-- Start of Excerpted passage --

Under the statute, notice can be proved in one of three ways: (1) actual notice, (2)
existence of the defect for over 30 days, which creates a presumption of notice, or (3)
constructive notice, i.e., evidence showing that the city should have discovered and repaired the
defect in the exercise of reasonable care. Beamon v Highland Park, 85 Mich App 242, 245; 271
NW2d 187 (1978). Constructive notice can be inferred, for example, from evidence that the
defect was caused by erosion over a two- or three-month period and employees of the
governmental agency inspected the area in question during that time, Peterson v Dep’t of
Transportation, 154 Mich App 790, 796-797; 399 NW2d 414 (1986), from evidence that the
defect had existed intermittently for a period of years, was readily visible to drivers, and city
police officers occasionally patrolled the area, Burgdorf v Holme-Shaw, 356 Mich 45, 50; 96
NW2d 164 (1959), or from evidence that the governmental agency knew of prior accidents that
had occurred under similar circumstances. Sweetman v State Hwy Dep’t, 137 Mich App 14, 23;
357 NW2d 783 (1984). Constructive notice cannot be inferred from the fact that the city failed
to undertake inspections and thus failed to discover a defect that an inspection would have
revealed. Thomas v Flint, 123 Mich 10; 81 NW 936 (1900).

-- End of Excerpted passage --

▶ [What this exercise asks]
A – Name every court case cited in the passage on notice of defects.
B – Retype everything in the passage on notice of defects from "Under the statute, notice" down to "notice, or (3)".

-- Start of Information shown --

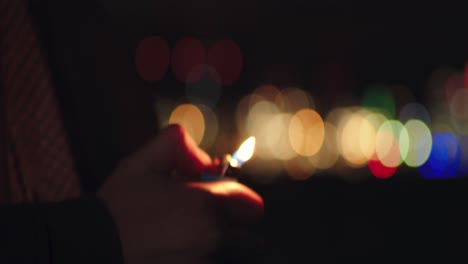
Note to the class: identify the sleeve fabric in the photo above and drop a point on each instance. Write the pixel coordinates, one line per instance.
(73, 231)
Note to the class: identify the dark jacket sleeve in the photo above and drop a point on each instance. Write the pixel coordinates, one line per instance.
(74, 231)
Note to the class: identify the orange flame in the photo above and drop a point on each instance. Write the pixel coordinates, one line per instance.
(244, 153)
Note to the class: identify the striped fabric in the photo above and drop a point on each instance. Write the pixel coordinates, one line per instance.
(40, 166)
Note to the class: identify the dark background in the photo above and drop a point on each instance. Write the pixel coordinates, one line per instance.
(334, 49)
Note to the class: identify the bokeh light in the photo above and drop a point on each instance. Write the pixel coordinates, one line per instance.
(379, 170)
(357, 139)
(420, 143)
(392, 143)
(445, 157)
(190, 117)
(379, 98)
(152, 57)
(306, 132)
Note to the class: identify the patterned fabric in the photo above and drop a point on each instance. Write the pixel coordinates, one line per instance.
(40, 166)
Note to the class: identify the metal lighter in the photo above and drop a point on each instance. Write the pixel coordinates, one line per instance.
(229, 167)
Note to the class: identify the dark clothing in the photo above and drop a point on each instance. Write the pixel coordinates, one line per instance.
(107, 114)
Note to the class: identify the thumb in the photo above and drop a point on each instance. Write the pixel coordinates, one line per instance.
(174, 149)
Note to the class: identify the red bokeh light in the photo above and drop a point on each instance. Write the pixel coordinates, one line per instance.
(379, 170)
(187, 59)
(225, 61)
(152, 58)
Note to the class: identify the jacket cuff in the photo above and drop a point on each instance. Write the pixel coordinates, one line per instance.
(82, 231)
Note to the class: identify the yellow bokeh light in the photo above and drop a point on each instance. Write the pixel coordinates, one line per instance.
(261, 114)
(306, 132)
(190, 117)
(392, 143)
(328, 154)
(357, 140)
(420, 143)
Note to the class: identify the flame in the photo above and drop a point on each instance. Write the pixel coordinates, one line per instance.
(244, 153)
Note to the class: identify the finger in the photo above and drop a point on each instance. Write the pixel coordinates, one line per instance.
(238, 203)
(174, 149)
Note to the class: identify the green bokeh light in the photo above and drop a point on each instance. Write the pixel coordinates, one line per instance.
(379, 98)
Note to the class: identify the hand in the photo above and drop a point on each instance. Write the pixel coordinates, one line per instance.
(162, 219)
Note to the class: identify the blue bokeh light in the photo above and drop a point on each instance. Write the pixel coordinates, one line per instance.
(445, 158)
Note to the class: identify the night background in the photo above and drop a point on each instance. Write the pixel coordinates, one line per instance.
(400, 59)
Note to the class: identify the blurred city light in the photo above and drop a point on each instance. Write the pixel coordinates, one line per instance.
(294, 137)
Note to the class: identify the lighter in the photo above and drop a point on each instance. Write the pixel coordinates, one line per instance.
(230, 165)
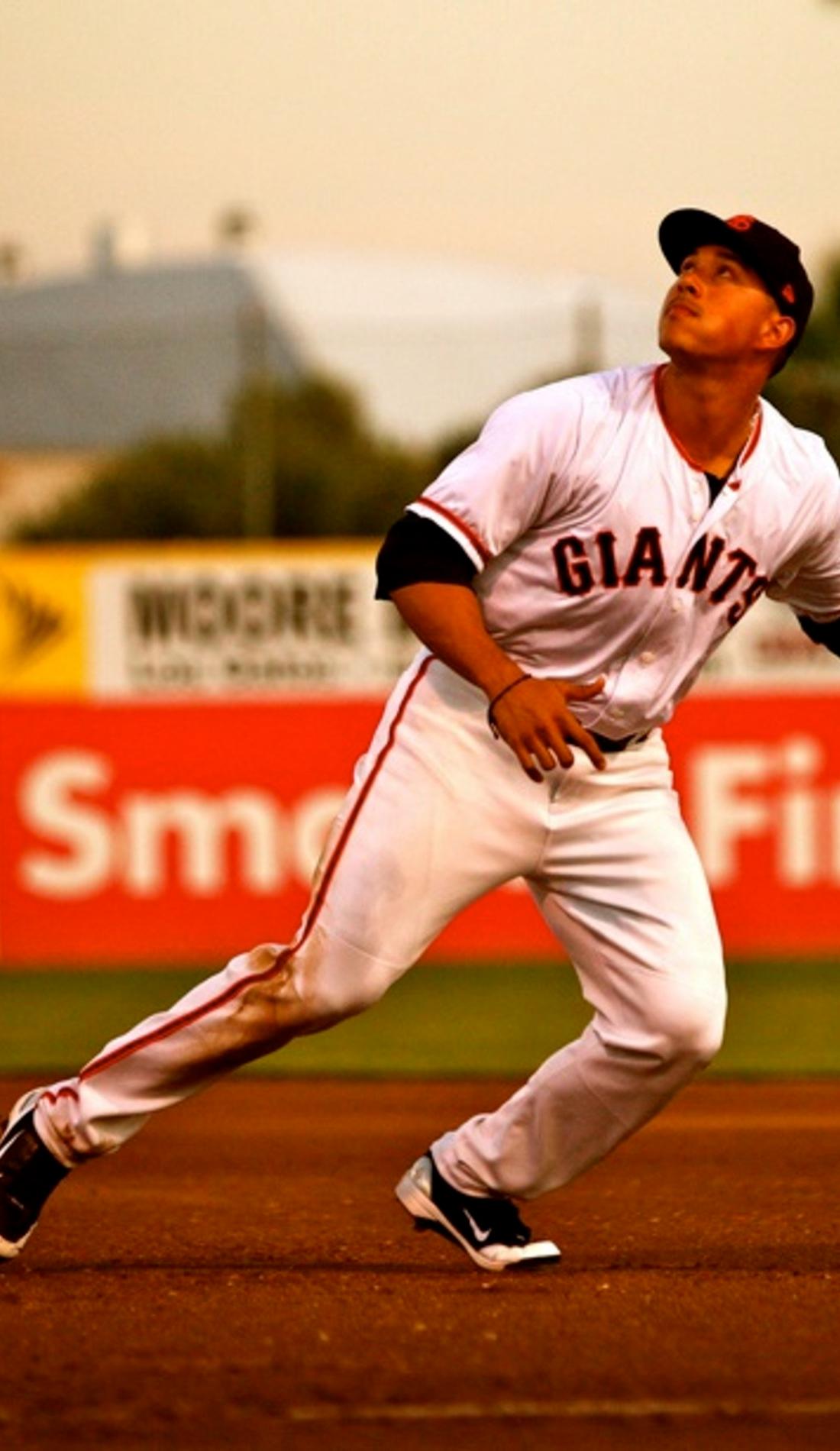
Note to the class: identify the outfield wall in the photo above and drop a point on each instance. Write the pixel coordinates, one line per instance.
(179, 726)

-- End of Information shown --

▶ [Answers]
A –
Beamon v Highland Park
Peterson v Dep’t of Transportation
Burgdorf v Holme-Shaw
Sweetman v State Hwy Dep’t
Thomas v Flint

B –
Under the statute, notice can be proved in one of three ways: (1) actual notice, (2)
existence of the defect for over 30 days, which creates a presumption of notice, or (3)